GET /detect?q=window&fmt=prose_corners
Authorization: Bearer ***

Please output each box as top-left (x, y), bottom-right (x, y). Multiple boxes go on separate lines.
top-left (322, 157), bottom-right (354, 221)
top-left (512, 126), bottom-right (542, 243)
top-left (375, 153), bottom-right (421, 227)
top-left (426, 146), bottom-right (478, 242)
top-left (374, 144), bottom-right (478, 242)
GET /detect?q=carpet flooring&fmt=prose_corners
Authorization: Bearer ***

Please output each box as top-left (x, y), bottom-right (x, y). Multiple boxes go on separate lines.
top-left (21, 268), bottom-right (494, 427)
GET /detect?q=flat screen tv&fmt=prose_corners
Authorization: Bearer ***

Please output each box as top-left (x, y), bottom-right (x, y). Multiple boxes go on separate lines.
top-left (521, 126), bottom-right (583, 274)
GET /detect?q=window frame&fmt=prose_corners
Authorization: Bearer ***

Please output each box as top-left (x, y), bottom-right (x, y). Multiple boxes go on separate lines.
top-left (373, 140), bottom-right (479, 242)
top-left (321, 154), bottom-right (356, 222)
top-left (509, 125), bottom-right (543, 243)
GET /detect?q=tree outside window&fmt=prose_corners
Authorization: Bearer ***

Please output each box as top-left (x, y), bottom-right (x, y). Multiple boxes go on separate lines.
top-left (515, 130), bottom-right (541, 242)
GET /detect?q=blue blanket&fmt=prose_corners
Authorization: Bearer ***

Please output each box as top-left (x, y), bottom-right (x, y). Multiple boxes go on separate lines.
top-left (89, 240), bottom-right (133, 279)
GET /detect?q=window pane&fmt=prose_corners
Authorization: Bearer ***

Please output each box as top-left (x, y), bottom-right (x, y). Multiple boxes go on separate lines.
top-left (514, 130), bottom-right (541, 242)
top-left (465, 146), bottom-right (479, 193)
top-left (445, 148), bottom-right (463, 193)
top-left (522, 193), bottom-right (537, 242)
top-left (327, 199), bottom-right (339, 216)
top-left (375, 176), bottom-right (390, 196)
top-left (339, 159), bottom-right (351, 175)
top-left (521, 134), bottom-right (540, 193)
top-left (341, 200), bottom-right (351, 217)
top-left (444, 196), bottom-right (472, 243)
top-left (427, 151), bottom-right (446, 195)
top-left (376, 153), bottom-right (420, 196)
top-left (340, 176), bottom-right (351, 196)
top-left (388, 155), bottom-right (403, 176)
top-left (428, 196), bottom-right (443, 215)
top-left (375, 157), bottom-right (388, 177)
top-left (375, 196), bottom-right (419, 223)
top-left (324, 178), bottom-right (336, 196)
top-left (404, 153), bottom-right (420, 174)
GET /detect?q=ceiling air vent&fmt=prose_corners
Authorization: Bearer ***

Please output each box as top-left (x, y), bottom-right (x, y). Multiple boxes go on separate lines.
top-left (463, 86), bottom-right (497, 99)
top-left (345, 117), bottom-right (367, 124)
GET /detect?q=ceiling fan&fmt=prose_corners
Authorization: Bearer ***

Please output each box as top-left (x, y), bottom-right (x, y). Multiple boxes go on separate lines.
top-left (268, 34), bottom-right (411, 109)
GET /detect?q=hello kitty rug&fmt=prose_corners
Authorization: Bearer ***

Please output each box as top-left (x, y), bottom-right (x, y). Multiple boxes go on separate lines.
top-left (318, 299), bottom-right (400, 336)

####

▸ **What you will do**: From the data, collect all lines where the string "window" appears.

▸ **Finished exercise**:
GET /detect?q=window&fmt=prose_corners
GET /detect?q=window frame&fmt=prose_corners
GET /detect?q=tree outside window&fmt=prose_corners
GET /detect?q=window pane&fmt=prose_corners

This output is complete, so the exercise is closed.